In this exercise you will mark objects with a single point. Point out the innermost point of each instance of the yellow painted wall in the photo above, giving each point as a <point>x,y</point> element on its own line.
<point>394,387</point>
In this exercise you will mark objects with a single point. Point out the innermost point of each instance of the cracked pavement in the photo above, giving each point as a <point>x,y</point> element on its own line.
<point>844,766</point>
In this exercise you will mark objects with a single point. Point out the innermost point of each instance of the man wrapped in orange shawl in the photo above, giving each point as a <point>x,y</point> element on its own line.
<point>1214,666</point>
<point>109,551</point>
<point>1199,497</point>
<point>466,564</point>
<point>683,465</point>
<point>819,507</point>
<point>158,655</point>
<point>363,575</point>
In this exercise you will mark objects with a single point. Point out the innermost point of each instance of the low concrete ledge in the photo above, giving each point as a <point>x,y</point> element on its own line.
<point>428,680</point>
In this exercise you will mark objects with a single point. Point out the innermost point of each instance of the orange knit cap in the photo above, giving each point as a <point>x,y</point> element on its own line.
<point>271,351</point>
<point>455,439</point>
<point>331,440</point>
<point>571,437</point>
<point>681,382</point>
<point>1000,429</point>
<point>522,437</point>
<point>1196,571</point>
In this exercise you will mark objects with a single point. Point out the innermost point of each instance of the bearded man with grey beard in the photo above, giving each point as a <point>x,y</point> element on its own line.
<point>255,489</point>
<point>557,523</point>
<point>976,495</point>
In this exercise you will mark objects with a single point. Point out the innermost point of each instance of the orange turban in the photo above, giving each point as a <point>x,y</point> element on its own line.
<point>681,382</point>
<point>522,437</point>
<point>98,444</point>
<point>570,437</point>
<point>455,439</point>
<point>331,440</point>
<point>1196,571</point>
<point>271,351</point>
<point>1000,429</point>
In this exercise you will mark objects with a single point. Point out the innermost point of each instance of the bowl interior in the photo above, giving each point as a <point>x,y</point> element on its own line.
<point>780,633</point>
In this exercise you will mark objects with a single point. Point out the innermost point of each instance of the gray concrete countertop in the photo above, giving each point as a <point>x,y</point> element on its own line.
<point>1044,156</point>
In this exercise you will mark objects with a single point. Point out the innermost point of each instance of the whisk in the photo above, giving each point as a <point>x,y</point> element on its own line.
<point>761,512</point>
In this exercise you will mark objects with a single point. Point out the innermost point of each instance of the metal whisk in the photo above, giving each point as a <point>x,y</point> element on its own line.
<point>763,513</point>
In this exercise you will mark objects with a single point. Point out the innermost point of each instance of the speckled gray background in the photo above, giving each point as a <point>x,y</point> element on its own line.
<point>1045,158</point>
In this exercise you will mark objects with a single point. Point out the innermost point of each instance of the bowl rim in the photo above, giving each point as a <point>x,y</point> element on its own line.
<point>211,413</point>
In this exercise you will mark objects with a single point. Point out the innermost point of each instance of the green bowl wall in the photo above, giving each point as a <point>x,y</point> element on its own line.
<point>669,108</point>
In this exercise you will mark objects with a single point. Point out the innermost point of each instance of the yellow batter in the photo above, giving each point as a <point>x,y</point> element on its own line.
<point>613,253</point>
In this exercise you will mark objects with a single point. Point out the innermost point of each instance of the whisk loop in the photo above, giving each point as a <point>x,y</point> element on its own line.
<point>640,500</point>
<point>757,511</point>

*EXERCISE*:
All of the records are to be reproduced exactly as they were given.

*RESULT FOR THIS EXERCISE*:
In this exercise you will mark objects with a single point. Point out the innermost point of each instance of the yellow painted wall in the photo above, giving each point as a <point>x,y</point> element on its own line.
<point>394,387</point>
In this exercise you will mark objects with a single point. Point out the innermost point of each instance of the cracked pavement in the photo above, giving each point as a <point>x,y</point> element on its own line.
<point>844,766</point>
In this exercise you will mark objects with a single point. Point out the innermost point of each instance of the man wrapped in orange shawl in the photo above, giving each point as a <point>x,y</point> element on its own line.
<point>1214,666</point>
<point>109,551</point>
<point>1199,497</point>
<point>466,564</point>
<point>683,465</point>
<point>819,507</point>
<point>158,655</point>
<point>363,575</point>
In this exercise you will mark objects with a single point. Point out the innermost point of each instance of the low concrete ledge in the photo above, giving each point as a <point>x,y</point> element on its own line.
<point>428,680</point>
In this exercise you will mark objects with a single point. Point out the innermost point of each instance of the orange knit cap in the photo above, giving each point as a <point>x,y</point> element on its own line.
<point>271,351</point>
<point>455,439</point>
<point>331,440</point>
<point>571,437</point>
<point>681,382</point>
<point>1000,429</point>
<point>522,437</point>
<point>1196,571</point>
In this exercise you will mark objects with a single point. Point out the innermost point of each instance of the bearded man with grey beard in the photo above, giving each point as a <point>x,y</point> element on its own line.
<point>255,489</point>
<point>557,523</point>
<point>976,495</point>
In this exercise you will mark objects with a single point. Point out the innermost point of each instance of the orange turban in the photo above, giving each point as a <point>x,y</point> element on its own line.
<point>681,382</point>
<point>522,437</point>
<point>98,444</point>
<point>570,437</point>
<point>455,439</point>
<point>331,440</point>
<point>1196,571</point>
<point>271,351</point>
<point>1000,429</point>
In this exercise you will mark objects with a single point. Point out the innermost point of each instance of the bowl interior in the photo above, giving each point as a <point>x,y</point> element on its own line.
<point>780,633</point>
In this exercise you will mark objects with a single point. Point out the innermost point of each instance of the gray concrete countertop in the photo above, giving each point as a <point>x,y</point> element on its own line.
<point>1044,156</point>
In this exercise you will mark objects with a single point. Point out the innermost point of each instance of the whisk in the photo above, giving each point as a <point>x,y</point> element on its own line.
<point>761,512</point>
In this exercise you will mark objects with a single point. Point out the innermost point of each instance of the metal whisk in the photo above, giving each point as a <point>x,y</point> element on its own line.
<point>763,513</point>
In this exercise you will mark objects with a single point. Point out the innermost point of each instance of the speckled gray background in the photo above, giving each point as a <point>x,y</point> element on its own line.
<point>1045,158</point>
In this exercise you will mark objects with a single point. Point out the innermost point of each instance of the bowl rim in the photo above, giving each point as a <point>x,y</point> element on its own line.
<point>211,413</point>
In this exercise you will mark objects with a single point. Point out the innermost point of each instance of the green bowl wall in the photo above, giving each point as a <point>x,y</point> element on its own line.
<point>669,108</point>
In this exercise you will mark objects with a single point. Point out the innermost point of each instance of the yellow batter in the photo above, giving each point as a <point>x,y</point> element on its own line.
<point>613,253</point>
In this exercise you will mark objects with a single point. Point out the innermost point of each instance of the whisk loop in the photo above, giving each point as a <point>x,y</point> element on its own line.
<point>640,500</point>
<point>757,511</point>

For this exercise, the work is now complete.